**Texto proporcionado**
▼▼▼
En San Cristóbal, hay gran cantidad de poblaciones indígenas que viven en condiciones de marginación. Organizaciones de ayuda internacional se han establecido en la zona, con la intención de apoyar a estas comunidades y mejorar sus condiciones de vida.
Los primeros meses que estuve en San Cristóbal visité veinte de ellas tratando de conseguir un empleo. Lo que nunca consideré, es que operan bajo esquemas de voluntariado y rara vez contratan empleados.
Aunque me encantaba la idea de colaborar con ellas de manera altruista, no quería seguir dependiendo económicamente de mis papás.
Antes de que mis ahorros se acabaran conseguí empleo como mesera en un bar. Sólo trabajaba de Jueves a Sábado, pero las desveladas hacían que el resto de la semana estuviera agotada. Buscando un cambio, terminé sirviendo helados y capuchinos en una cafetería. Finalmente conseguí un puesto como asistente de una fotógrafa; ganaba lo mismo que en el café y trabajaba la mitad de horas.
Cada vez que levantaba un envase vacío de cerveza, preparaba un capuchino o editaba una foto, me visualizaba despegando como diseñadora textil y participando en el Fashion Week de París. Otras veces me imaginaba caminando por la gran muralla china, nadando en las playas de Tailandia y explorando las selvas de Bali.
Aunque tenía claro cuáles eran mis sueños, no sabía qué hacer para conseguirlos.
Perder tiempo en Google Resultó Productivo
Cuando trabajaba con la fotógrafa, tenía una computadora con acceso a internet y pocas tareas por hacer. Al final del día aprovechaba las horas muertas para investigar en Google, esperando que el buscador respondiera mis dilemas existenciales.
En una de esas búsquedas, me topé con las “10 Razones para no tener un empleo” de Steve Pavlina. Su escrito me hizo sentir acompañada y no tan loca como yo creía que estaba.
▲▲▲
**Tarea 1**
Explica en una a tres oraciones por qué, según el relato sobre San Cristóbal, visitar veinte organizaciones de ayuda internacional no le sirvió a la narradora para conseguir empleo.
**Tarea 2**
Escribe la continuación del relato sobre San Cristóbal a partir de su última oración.
Los registros no tienen relación con el texto.

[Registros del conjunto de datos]
▼▼▼
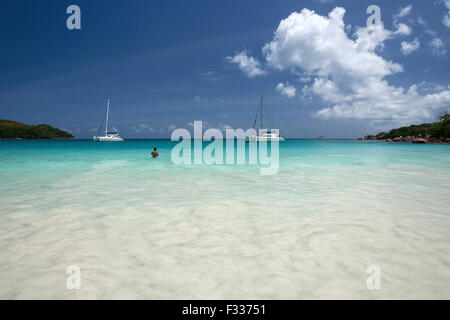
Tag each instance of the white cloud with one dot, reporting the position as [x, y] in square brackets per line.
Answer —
[349, 75]
[145, 128]
[403, 12]
[408, 47]
[286, 89]
[247, 64]
[403, 29]
[446, 19]
[200, 99]
[438, 47]
[224, 126]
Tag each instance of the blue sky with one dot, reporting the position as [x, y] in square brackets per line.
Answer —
[167, 63]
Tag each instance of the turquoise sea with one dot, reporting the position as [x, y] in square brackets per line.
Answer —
[146, 228]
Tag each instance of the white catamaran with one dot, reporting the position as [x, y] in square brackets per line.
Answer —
[109, 135]
[264, 135]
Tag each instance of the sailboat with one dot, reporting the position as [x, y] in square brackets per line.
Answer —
[267, 135]
[109, 135]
▲▲▲
**Respuesta 1**
Esas organizaciones operan bajo esquemas de voluntariado y rara vez contratan empleados. Colaborar con ellas de manera altruista no le resolvía nada, porque no quería seguir dependiendo económicamente de sus papás.

**Respuesta 2**
Al terminar de leerlo, tuve certeza sobre lo que iba a hacer: emprendería mi propio negocio.
Con las ganancias financiaría proyectos en las comunidades indígenas y pagaría mis viajes por el mundo. Tener mi negocio también me daría libertad para tomar vacaciones sin necesidad de regatear permisos.
Una Inversión Arriesgada
Steve recomendaba un curso donde aprendías el funcionamiento de un negocio digital.
Si estabas interesado, debías visitar una página donde explicaban los detalles. En ella, contaban la historia de un padre de familia, que en sólo seis meses empezó a ganar lo mismo que en su trabajo normal. Había otra historia de una adolescente que gracias a su negocio, ganaba más que los compadres de su papá.
Avancé por la página revisando la información del curso. Finalmente, llegué a un botón amarillo que decía “Inscríbete”. Al presionarlo, una ventana que pedía $300 dólares se abrió.
Esto era el 2011 y nunca antes había comprado por Internet. Qué tal si pagaba y resultaba una estafa. O me inscribía y encontraba que las historias eran falsas. En ese entonces $300 dólares representaban el total de mis ahorros.
Justo en ese momento, el reloj marcó las 6.
“Fiuuu, la campana me salvó” Pensé.
Cerré la computadora y di el asunto por terminado.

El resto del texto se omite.